Selected text
Was Moses a real person? How am I to think of Moses?

I’m a doubting Thomas by nature, and this one has me concerned recently. According to Wikipedia, the inerrant arbiter of truth:

No Egyptian sources mention Moses or the events of Exodus-Deuteronomy, nor has any archaeological evidence been discovered in Egypt or the Sinai wilderness to support the story in which he is the central figure.

An absence of evidence, due to the dramatic impact of Moses’ life, seems to be evidence against his existence. I am OK with other figures not existing, such as Adam or Job or Jonah, or any other figure that is remote from the New Testament, but Moses seems like a big deal. For me, this is most especially a concern when considering the Transfiguration, when Moses and Elijah appeared to Jesus. If there is no Moses, then was there no Transfiguration? And if there was no Transfiguration…

What are we as believers supposed to do with Moses? Is there a framework or mental model that makes sense of or comes to terms with this absence of evidence? Or even of Moses not existing? Or better yet, is there actual evidence that he existed? (My Googling has not proved super fruitful here, although I did see something about the Transfiguration being thought be some to be more vision-like than physical.)

Any insights on this?

I feel that the Synoptic Gospels have answer to that. Jesus said he lived. He appeared to Jesus at the Transfiguration. You admit that yourself. Would a fake person appear to Jesus? What would be the purpose in that? The question one should ask is this: Did Moses write the Torah? Did he write about his own death? Do not be a Doubting Thomas, because if you are, you may end up believing nothing.

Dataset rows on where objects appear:
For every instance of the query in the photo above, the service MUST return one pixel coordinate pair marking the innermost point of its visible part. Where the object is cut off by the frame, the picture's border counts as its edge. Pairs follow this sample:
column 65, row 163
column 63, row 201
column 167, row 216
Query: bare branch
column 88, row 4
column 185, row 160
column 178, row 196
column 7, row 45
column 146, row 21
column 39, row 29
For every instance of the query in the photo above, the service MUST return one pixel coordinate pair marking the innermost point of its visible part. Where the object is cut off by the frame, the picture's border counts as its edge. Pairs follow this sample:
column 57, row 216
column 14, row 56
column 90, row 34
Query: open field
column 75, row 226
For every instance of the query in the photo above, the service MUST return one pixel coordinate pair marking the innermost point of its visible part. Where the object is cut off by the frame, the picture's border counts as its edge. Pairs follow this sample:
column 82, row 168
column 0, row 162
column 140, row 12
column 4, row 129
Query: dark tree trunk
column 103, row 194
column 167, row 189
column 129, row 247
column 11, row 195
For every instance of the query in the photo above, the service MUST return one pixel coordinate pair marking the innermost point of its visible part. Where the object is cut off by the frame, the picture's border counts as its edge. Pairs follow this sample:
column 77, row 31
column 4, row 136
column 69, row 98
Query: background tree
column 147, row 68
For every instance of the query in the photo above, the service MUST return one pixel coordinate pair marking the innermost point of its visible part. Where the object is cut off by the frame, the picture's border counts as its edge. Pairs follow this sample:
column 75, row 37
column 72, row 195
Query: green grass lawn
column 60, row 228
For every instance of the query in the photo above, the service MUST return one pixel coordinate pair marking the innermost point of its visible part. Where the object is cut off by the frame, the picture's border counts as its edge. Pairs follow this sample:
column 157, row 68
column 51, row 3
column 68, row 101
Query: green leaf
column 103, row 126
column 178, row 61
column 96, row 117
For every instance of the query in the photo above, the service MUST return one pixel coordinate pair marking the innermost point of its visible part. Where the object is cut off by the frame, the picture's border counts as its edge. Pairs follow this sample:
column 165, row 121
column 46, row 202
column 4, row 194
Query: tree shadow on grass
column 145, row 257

Given instruction A
In the Moses discussion, copy the passage starting at "I feel that" and ending at "up believing nothing.", switching "Moses" to "Elijah".
Given instruction B
According to the Moses discussion, which two figures appeared to Jesus at the Transfiguration?
Given instruction C
Write the next part of the discussion of whether Moses was a real person, picking up after its final sentence.

Reply A
I feel that the Synoptic Gospels have answer to that. Jesus said he lived. He appeared to Jesus at the Transfiguration. You admit that yourself. Would a fake person appear to Jesus? What would be the purpose in that? The question one should ask is this: Did Elijah write the Torah? Did he write about his own death? Do not be a Doubting Thomas, because if you are, you may end up believing nothing.

Reply B
Moses and Elijah.

Reply C
Josh - you should read some mainstream archaeologists on this. In archaeology - the study, remember, of the few remaining vestiges of the distant past - absence of evidence is NOT evidence of absence. Ever. In the Nile Delta, the damp and the high water table mean that very little survives from that period at all. And the Sinai desert is very big and very empty - what does one look for where?

One remark that puts some perspective on it is from archaeologist Alan Millard: of 120 ANE kings known to us from various documentary sources, the existence of only 20 is confirmed by inscriptions. That’s 100 missing kings, despite recording themselves as winning victories, or being recorded by other kings as defeated.

It doesn’t, and never would, include leaders of tribal slave revolts pulling a fast one on you. Compare Spartacus - no contemporary evidence whatsoever - just two historians writing 150 years or so later. Ever heard anyone deny his existence, though?

Remember, too, that just a decade or two ago the very existence of King David was denied outright by the small but influential group of “low chronology” archaeologists, and by the OT scholars whose evolutionary theories of Israelite religion such conclusions suited. Then in 1994 they found the Tel Dan Stele mentioning “the House of David” as early as the 9th century.

Even so, there have been those wanting to show that that evidence too is evidence of absence… but even Wikipedia concludes “House of David” is the meaning. There was a Davidic dysnasty in the 9th century - current royal dynasties are not fictional.

We also tend to forget that the only evidence we have for the existence of the vast majority of ancient authors is their writing itself - or often just citations of their writing in other works (Think of Papias or Hegesippus - major sources for early Christian history known only from citations).

Just imagine being the guy commissioned, many centuries later, to invent Moses out of whole cloth, to compile the torah (books of undoubted genius) and pass them off as his teaching, and then to sell the whole package to your nation as their foundation story, as opposed to whatever had been remembered from their real past.

It would be like trying to persuade Americans about the Sioux Chief Mitch Egan and his forty-nine warriors (Ken Tucky, Minnie Sota and Ida Hoe foremost amongst them) liberating the United States from slavery in Mexico and being given lands in return. Sooner you than me!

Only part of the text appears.